[begin Provided records]
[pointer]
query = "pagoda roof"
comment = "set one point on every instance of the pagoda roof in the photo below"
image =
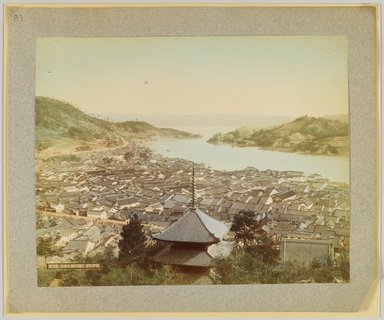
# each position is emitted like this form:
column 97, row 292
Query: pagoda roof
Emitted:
column 179, row 257
column 194, row 227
[end Provided records]
[Exercise prompt]:
Update the lines above so that "pagoda roof" becomes "temple roof" wherever it appears, keep everything else the same, and leave out the picture.

[Answer to this exercise]:
[pointer]
query = "temple roof"
comment = "set one point on every instance of the temple roof in the photo below"
image =
# each position is emitted like this form:
column 97, row 292
Query: temple roof
Emitted:
column 179, row 257
column 194, row 227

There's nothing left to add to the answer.